Data to use:
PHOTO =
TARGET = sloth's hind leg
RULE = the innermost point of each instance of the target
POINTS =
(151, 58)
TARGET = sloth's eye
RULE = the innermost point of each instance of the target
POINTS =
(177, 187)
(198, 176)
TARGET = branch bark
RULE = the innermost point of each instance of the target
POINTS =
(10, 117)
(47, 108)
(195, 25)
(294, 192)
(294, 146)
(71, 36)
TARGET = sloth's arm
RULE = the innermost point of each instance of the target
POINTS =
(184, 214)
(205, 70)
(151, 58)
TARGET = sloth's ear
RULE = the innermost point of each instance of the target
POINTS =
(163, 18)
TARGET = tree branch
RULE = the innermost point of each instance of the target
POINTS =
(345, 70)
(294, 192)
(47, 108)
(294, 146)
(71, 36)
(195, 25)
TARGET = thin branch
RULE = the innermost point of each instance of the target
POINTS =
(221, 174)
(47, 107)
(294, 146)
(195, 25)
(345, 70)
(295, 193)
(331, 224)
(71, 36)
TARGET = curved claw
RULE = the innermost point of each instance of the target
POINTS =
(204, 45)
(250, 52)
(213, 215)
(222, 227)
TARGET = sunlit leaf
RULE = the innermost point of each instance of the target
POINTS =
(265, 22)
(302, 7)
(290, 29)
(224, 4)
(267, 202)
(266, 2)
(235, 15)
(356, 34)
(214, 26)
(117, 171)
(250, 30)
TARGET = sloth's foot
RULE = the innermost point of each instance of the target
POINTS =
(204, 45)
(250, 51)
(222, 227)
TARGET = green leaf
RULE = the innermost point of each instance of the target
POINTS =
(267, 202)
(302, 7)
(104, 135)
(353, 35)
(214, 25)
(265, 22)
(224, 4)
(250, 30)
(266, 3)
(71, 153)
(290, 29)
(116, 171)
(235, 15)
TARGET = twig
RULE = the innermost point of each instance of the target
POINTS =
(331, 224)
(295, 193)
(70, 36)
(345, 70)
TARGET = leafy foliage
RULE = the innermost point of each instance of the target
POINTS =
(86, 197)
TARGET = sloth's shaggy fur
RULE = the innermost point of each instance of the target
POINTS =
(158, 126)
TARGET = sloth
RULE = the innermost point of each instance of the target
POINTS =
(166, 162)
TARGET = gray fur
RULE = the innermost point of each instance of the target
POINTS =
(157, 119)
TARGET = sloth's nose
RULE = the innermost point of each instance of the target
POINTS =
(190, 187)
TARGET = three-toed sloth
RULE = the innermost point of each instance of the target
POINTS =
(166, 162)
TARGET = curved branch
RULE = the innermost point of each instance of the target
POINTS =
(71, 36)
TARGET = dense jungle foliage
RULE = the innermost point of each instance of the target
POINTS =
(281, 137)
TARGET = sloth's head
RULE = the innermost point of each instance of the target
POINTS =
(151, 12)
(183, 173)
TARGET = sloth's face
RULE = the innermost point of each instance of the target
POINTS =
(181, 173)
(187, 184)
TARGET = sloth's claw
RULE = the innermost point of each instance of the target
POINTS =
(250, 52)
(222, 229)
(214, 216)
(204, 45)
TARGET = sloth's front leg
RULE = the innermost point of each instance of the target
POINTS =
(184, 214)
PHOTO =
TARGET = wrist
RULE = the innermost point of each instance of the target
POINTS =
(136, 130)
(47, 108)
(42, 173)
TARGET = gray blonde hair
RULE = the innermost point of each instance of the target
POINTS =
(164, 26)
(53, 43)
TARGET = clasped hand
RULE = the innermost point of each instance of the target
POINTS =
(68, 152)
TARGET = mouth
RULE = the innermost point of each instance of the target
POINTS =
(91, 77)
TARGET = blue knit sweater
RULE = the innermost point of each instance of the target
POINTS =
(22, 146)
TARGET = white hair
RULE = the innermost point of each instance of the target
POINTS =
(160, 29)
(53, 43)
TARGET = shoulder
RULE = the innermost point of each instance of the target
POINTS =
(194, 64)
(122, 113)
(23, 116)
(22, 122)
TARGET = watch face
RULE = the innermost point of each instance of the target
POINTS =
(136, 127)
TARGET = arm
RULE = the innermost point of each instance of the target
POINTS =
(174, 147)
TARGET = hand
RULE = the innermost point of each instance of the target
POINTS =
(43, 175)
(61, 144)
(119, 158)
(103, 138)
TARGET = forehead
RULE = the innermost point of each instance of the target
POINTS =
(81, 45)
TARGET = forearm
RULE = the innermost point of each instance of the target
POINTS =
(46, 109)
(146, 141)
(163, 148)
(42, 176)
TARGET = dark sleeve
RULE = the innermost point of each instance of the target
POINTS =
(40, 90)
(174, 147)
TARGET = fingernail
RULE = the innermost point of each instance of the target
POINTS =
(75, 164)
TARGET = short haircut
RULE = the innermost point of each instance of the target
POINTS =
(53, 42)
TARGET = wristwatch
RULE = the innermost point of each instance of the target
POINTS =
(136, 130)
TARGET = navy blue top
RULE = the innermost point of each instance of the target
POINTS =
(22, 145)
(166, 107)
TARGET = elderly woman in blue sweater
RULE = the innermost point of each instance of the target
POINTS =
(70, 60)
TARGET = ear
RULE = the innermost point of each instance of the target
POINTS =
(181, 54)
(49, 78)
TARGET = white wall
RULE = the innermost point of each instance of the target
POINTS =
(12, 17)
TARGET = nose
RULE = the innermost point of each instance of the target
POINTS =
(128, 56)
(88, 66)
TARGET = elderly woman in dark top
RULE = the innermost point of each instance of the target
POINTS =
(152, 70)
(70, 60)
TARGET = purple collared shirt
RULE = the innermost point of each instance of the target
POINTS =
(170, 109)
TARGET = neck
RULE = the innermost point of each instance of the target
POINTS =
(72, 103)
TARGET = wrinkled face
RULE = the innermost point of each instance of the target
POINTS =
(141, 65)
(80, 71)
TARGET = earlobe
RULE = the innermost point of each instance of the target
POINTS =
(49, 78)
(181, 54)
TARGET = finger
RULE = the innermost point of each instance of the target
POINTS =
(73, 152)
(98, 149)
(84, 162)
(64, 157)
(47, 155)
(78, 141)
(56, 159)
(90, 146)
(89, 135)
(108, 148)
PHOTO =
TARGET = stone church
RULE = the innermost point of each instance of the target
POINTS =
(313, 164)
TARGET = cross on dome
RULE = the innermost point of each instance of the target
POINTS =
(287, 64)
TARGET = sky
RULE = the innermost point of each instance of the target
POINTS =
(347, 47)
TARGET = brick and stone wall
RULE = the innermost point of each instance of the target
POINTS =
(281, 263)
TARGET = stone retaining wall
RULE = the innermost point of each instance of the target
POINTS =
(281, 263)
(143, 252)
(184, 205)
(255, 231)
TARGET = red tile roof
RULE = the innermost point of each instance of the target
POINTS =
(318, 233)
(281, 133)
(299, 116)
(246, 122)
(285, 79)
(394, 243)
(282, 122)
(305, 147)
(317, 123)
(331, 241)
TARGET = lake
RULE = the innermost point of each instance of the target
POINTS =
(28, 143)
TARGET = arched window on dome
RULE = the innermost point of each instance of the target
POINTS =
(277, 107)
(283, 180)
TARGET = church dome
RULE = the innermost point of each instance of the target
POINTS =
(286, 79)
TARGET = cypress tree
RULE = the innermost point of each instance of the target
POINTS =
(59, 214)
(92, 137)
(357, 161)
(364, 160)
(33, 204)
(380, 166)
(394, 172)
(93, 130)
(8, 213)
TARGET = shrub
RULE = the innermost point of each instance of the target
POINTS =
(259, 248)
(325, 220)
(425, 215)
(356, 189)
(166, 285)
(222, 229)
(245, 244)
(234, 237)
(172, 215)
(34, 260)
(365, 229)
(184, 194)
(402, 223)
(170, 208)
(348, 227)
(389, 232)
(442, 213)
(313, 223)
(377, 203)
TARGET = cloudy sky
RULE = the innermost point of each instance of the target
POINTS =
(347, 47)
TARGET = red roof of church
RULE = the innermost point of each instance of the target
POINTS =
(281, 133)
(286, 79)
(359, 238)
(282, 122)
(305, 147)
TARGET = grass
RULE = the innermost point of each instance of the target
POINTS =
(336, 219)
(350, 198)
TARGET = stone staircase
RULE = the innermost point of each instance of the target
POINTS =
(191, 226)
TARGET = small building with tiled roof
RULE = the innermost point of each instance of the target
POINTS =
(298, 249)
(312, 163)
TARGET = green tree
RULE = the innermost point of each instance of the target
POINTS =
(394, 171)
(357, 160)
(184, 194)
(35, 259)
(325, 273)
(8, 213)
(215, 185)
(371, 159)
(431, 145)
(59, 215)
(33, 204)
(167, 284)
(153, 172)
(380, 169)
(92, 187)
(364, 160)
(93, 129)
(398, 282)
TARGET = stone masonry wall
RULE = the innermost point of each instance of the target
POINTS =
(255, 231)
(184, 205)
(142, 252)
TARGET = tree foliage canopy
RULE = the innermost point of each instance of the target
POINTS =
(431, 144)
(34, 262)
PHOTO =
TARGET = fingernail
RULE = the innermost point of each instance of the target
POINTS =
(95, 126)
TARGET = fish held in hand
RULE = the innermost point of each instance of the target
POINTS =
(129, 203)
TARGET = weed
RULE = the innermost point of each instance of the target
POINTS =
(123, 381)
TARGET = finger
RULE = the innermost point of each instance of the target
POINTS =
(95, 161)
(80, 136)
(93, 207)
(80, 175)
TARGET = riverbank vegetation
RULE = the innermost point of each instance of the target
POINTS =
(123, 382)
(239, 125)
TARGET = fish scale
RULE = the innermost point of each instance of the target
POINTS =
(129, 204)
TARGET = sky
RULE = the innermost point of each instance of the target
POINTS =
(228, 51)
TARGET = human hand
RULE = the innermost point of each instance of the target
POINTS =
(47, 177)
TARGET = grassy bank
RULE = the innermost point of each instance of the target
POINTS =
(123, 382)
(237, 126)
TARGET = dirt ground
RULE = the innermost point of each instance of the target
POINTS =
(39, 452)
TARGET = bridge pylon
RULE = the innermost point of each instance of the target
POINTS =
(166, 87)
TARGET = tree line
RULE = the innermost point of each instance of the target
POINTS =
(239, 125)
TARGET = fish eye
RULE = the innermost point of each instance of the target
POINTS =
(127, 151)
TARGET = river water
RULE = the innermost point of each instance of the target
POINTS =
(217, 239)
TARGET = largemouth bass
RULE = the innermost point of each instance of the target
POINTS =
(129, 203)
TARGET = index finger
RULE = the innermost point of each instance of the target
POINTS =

What you have to do: Give the lines exactly as they stand, from the line with "TARGET = tree foliage canopy" through the end of the material.

Answer in full:
TARGET = tree foliage canopy
RULE = the innermost point of each instance of the target
POINTS =
(431, 144)
(34, 262)
PHOTO =
TARGET = fingernail
RULE = the innermost point of each instance of the target
POINTS =
(95, 126)
TARGET = fish held in hand
RULE = the innermost point of each instance of the target
POINTS =
(129, 203)
TARGET = weed
RULE = the innermost point of each instance of the target
POINTS =
(123, 381)
TARGET = finger
RULE = the innermost point of each instance of the target
POINTS =
(95, 161)
(80, 136)
(93, 207)
(80, 175)
TARGET = riverbank vegetation
RULE = the innermost point of each instance of the target
POINTS =
(123, 382)
(239, 125)
TARGET = fish scale
RULE = the innermost point of each instance of the target
POINTS =
(129, 204)
TARGET = sky
RULE = the innermost point of each instance of the target
POINTS =
(228, 51)
TARGET = human hand
RULE = the innermost point of each instance of the target
POINTS =
(47, 177)
TARGET = grassy bank
RULE = the innermost point of each instance of the target
POINTS =
(123, 382)
(237, 126)
TARGET = dirt ground
RULE = the innermost point of each instance of the target
POINTS =
(39, 452)
TARGET = bridge pylon
RULE = the innermost point of each instance of the target
POINTS =
(166, 87)
TARGET = tree line
RULE = the innermost point of each instance of the target
POINTS =
(239, 125)
TARGET = fish eye
RULE = the innermost point of each instance of the target
POINTS =
(127, 151)
TARGET = river water
RULE = the innermost point of each instance of the target
POINTS =
(217, 239)
TARGET = largemouth bass
RULE = the innermost point of each instance of the target
POINTS =
(129, 203)
TARGET = index finger
RULE = the innermost point of each instance of the target
POINTS =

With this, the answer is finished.